____ SELECTION
Re: lockups with 2.4.20 (tg3? net/core/dev.c|deliver_to_old_ones)

From: Rhodes, Tom (tom.rhodes@hp.com)
Date: Wed Feb 26 2003 - 02:00:07 EST


>> Since sometime in December two systems we have on site using P4 HT
(one
>> Dell 2650 and one Dell 4600, both dual CPU, both ht/mce capable) have
been
>> locking up without any kernel output and without sysrq keys working
(the
>> keyboard is locked solid).
>>[...]
>> Using nmi_watchdog I've managed to get a stack track and ran ksymoops
over
>> it (attached).

> Good report. To tell the truth, I know that this lockup exists,
> there's an RH issue-tracker item against me on this.

Several of us at HP have been chasing this problem as well. Here is why
there is a deadlock: deliver_to_old_ones()attempts to stop all timers
from running and then blocks until all the timers are no longer running.
________
____ EXCERPTED RECORDS
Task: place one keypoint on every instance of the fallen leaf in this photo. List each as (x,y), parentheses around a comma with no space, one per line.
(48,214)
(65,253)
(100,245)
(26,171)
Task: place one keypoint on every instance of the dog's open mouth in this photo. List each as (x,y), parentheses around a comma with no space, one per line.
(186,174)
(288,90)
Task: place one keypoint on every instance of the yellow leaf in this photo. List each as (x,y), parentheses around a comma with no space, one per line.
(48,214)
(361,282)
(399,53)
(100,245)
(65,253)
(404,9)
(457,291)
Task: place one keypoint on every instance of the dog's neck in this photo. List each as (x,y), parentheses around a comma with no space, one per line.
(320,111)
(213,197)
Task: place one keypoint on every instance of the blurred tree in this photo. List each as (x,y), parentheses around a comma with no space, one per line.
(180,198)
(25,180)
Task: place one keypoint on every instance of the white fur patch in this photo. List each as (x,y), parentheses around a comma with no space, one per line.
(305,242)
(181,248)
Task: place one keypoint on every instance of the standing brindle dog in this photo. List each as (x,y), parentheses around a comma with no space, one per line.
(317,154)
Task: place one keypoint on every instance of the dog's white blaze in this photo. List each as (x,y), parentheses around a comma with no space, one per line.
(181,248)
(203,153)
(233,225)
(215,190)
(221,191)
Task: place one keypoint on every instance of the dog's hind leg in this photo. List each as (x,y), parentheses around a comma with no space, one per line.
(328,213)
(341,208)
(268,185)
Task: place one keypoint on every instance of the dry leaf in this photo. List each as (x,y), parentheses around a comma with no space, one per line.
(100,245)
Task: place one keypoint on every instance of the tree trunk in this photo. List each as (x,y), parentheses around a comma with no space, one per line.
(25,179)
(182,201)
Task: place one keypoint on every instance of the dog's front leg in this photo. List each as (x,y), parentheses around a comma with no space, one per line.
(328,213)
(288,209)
________
## [COMPLETE THE FOLLOWING]
[1] Answer each of these from the 2.4.20 lockup message:
(a) Which two Dell systems were locking up?
(b) What tool was used to get a stack trace?
(c) What does deliver_to_old_ones() attempt to do before it blocks?
[2] Pick up the 2.4.20 lockup message right after its last sentence and keep writing it.

## [THE ANSWERS]
[1]
(a) A Dell 2650 and a Dell 4600.
(b) nmi_watchdog.
(c) It attempts to stop all timers from running.

[2]
This code is called from netif_receive_skb which is called from tg3_poll
while it is holding a lock in the tg3 driver. On another CPU, the
tg3_timer routine is run but is blocked by the lock held in the tg3_poll
routine. The tg3_timer routine never finishes because it can't acquire
the lock being held by tg3_poll on another CPU. That prevents
deliver_to_old_ones from executing because there is still a timer
routine executing.

Here is the call stack of the deadlocked CPUs on a RH8.0 system with a
2.4.18-24.8.0 smp kernel:
CPU 2:
deliver_to_old_ones+45
netif_receive_skb
tg3_rx+27b
tg3_poll+81
net_rx_action
do_softirq
do_IRQ
call_do_IRQ

CPU 6:
tg3_timer (tg3+9fc4)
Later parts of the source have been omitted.